Can you render all the entries below as a JSON list of strings, with one string per line, no blank lines, and the pictures left out?

-=-=-=-=-

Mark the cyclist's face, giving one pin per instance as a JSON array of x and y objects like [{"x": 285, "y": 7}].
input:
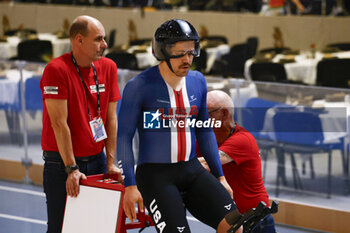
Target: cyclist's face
[{"x": 183, "y": 51}]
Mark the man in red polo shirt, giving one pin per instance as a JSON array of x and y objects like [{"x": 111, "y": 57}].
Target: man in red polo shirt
[
  {"x": 240, "y": 159},
  {"x": 80, "y": 94}
]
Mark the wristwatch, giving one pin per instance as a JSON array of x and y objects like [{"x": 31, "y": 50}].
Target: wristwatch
[{"x": 71, "y": 168}]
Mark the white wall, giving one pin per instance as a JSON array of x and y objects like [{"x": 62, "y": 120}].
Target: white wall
[{"x": 298, "y": 31}]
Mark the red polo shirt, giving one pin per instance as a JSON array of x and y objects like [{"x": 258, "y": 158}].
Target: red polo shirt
[{"x": 60, "y": 80}]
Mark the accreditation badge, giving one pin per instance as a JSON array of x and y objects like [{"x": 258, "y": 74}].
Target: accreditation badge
[{"x": 98, "y": 129}]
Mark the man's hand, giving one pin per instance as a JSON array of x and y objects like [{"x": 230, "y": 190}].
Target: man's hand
[
  {"x": 131, "y": 197},
  {"x": 113, "y": 169},
  {"x": 72, "y": 183},
  {"x": 204, "y": 163},
  {"x": 223, "y": 181}
]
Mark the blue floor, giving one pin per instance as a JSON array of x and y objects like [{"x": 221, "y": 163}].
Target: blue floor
[{"x": 23, "y": 210}]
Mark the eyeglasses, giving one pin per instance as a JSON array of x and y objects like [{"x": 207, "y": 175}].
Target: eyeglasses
[
  {"x": 215, "y": 110},
  {"x": 178, "y": 54}
]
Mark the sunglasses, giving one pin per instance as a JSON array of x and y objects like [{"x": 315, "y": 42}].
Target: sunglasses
[{"x": 178, "y": 54}]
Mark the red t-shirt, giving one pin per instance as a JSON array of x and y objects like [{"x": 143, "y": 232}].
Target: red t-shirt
[
  {"x": 244, "y": 174},
  {"x": 61, "y": 80}
]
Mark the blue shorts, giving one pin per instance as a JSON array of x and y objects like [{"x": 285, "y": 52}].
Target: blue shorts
[{"x": 169, "y": 189}]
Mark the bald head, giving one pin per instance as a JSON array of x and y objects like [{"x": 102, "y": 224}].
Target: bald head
[
  {"x": 80, "y": 25},
  {"x": 217, "y": 99}
]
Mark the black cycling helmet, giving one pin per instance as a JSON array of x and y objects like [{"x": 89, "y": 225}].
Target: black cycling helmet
[{"x": 170, "y": 32}]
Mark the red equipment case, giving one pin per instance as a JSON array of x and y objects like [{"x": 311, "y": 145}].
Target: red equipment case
[{"x": 99, "y": 208}]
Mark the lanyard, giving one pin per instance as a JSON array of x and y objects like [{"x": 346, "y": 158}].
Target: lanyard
[{"x": 85, "y": 87}]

-=-=-=-=-

**THE RESPONSE:**
[
  "Mark the cyclist's face, giving one pin per instance as a JSON array of x and y objects like [{\"x\": 285, \"y\": 7}].",
  "input:",
  "Target: cyclist's face",
  "[{\"x\": 183, \"y\": 51}]",
  "Mark the man in red polo shirt, giving one pin per instance as a JSON array of x and y objects like [{\"x\": 111, \"y\": 57}].",
  "Target: man in red polo shirt",
  "[",
  "  {\"x\": 240, \"y\": 159},",
  "  {\"x\": 80, \"y\": 94}",
  "]",
  "Mark the wristwatch, giving one pin per instance as a JSON array of x and y objects like [{\"x\": 31, \"y\": 50}].",
  "Target: wristwatch",
  "[{\"x\": 71, \"y\": 168}]",
  "Mark the white wall, giving one pin per instance as a JSON array of x and y objects like [{\"x\": 62, \"y\": 120}].",
  "Target: white wall",
  "[{\"x\": 298, \"y\": 31}]",
  "Mark the red polo shirt, giving one pin per instance as a JSON array of x and y objects like [{\"x\": 258, \"y\": 158}].",
  "Target: red polo shirt",
  "[{\"x\": 60, \"y\": 80}]",
  "Mark the accreditation badge, giving one pin per instance as a JSON array of x and y objects like [{\"x\": 258, \"y\": 74}].",
  "Target: accreditation badge",
  "[{\"x\": 98, \"y\": 129}]",
  "Mark the man's hand, giving one pin per instance as a JSON array of x and y objects like [{\"x\": 230, \"y\": 190}].",
  "Target: man's hand",
  "[",
  "  {\"x\": 131, \"y\": 197},",
  "  {\"x\": 113, \"y\": 169},",
  "  {\"x\": 72, \"y\": 183},",
  "  {\"x\": 204, \"y\": 163},",
  "  {\"x\": 223, \"y\": 181}",
  "]",
  "Mark the blue floor, giving one pin per instance as a JSON array of x and y objects like [{\"x\": 221, \"y\": 163}].",
  "Target: blue floor",
  "[{\"x\": 23, \"y\": 210}]",
  "Mark the eyeglasses, giving one pin per instance as a JSON array of x and y objects like [{\"x\": 207, \"y\": 175}].",
  "Target: eyeglasses",
  "[",
  "  {\"x\": 215, \"y\": 110},",
  "  {\"x\": 178, \"y\": 54}",
  "]",
  "Mark the sunglasses, giving one pin per instance as a JSON array of x and y objects like [{\"x\": 315, \"y\": 42}].",
  "Target: sunglasses",
  "[{\"x\": 178, \"y\": 54}]",
  "Mark the red t-shirt, giving one pin per instance as a JSON array of x and y objects like [{\"x\": 143, \"y\": 232}].",
  "Target: red t-shirt",
  "[",
  "  {\"x\": 244, \"y\": 174},",
  "  {\"x\": 61, \"y\": 80}",
  "]",
  "Mark the blue shorts, giving one pin per instance as a JSON array of x and y objects like [{\"x\": 285, \"y\": 52}].",
  "Target: blue shorts",
  "[{\"x\": 169, \"y\": 189}]",
  "Mark the bald head, giving one pin per instance as a JSON array of x and y objects like [{\"x\": 102, \"y\": 224}].",
  "Target: bald head",
  "[",
  "  {\"x\": 80, \"y\": 25},",
  "  {\"x\": 217, \"y\": 99}",
  "]",
  "Mark the black cycling helmet, giving one pin per instance as a JSON array of x and y objects like [{\"x\": 89, \"y\": 225}].",
  "Target: black cycling helmet",
  "[{\"x\": 170, \"y\": 32}]",
  "Mark the red equipment case, giving one pin per instance as a JSON array of x and y objects like [{\"x\": 311, \"y\": 145}].",
  "Target: red equipment case",
  "[{\"x\": 99, \"y\": 208}]",
  "Mark the lanyard, giving one pin per instance as a JSON array of x and y objects like [{\"x\": 346, \"y\": 158}].",
  "Target: lanyard",
  "[{\"x\": 85, \"y\": 87}]"
]